Supplied records Start Marker

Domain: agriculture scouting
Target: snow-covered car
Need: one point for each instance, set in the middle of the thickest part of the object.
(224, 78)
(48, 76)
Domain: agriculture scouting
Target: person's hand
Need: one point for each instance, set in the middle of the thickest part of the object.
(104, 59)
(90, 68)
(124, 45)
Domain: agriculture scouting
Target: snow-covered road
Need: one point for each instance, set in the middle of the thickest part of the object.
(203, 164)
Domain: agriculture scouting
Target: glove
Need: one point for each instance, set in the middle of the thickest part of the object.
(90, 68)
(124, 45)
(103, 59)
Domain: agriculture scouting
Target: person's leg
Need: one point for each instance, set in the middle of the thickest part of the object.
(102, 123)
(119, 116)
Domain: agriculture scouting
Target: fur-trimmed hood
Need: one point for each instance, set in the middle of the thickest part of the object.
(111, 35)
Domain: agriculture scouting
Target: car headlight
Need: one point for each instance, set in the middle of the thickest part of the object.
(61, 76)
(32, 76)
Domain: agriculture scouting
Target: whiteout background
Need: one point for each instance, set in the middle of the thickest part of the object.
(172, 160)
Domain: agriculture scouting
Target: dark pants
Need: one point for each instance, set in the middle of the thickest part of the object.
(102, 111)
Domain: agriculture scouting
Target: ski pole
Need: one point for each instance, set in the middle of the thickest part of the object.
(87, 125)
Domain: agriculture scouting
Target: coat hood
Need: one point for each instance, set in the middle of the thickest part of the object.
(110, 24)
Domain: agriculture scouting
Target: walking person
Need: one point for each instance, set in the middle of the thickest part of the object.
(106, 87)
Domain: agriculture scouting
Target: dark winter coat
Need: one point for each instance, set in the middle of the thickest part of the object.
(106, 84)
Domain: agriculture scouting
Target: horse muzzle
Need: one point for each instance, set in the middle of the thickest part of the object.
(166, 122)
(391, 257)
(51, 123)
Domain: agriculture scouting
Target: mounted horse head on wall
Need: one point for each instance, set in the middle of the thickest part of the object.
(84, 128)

Supplied records End Marker
Supplied records Start Marker

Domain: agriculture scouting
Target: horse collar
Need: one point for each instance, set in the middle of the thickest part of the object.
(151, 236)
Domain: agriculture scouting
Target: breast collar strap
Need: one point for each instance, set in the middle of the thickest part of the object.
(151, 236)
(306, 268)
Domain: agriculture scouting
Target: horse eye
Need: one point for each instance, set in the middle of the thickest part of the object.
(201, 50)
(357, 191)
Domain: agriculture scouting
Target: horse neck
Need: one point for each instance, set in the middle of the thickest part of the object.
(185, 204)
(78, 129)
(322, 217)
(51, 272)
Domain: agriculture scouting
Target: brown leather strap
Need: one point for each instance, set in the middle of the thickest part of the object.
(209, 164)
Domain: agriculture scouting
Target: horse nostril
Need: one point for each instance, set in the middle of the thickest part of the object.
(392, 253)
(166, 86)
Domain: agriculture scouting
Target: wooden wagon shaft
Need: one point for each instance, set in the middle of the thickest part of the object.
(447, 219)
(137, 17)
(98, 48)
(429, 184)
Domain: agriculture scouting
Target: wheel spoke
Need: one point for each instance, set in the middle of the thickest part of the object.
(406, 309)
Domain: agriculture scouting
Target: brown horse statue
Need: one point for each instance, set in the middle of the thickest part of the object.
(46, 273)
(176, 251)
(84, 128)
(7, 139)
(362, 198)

Supplied records End Marker
Supplied records Start Marker

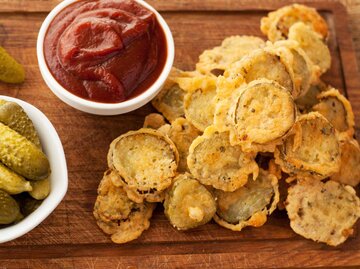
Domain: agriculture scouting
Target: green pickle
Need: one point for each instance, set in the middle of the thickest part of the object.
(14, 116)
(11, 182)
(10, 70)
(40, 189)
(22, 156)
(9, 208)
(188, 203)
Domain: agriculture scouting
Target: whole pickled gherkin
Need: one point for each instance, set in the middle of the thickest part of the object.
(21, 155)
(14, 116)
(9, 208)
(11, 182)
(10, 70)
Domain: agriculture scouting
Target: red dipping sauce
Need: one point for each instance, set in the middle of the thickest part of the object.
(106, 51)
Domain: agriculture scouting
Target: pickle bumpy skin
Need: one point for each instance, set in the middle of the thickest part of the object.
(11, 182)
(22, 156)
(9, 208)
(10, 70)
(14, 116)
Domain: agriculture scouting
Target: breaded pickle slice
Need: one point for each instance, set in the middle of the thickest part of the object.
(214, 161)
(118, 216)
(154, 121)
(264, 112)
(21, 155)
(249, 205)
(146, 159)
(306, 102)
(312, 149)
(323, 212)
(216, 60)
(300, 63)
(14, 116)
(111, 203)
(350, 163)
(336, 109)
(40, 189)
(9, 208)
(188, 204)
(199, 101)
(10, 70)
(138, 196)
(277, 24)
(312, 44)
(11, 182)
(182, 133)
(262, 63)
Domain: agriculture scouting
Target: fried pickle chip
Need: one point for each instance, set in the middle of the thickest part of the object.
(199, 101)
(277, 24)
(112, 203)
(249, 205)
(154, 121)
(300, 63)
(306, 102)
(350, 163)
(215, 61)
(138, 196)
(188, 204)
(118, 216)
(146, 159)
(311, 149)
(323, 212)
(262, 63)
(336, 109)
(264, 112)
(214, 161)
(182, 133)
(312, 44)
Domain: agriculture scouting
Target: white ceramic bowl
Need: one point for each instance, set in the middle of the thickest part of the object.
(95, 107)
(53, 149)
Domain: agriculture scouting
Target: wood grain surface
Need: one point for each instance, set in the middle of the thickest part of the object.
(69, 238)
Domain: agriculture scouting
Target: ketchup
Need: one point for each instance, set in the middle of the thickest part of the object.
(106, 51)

Supplied records End Marker

Go through the listing above and copy each line that contains "coat".

Target: coat hood
Target: dark winter coat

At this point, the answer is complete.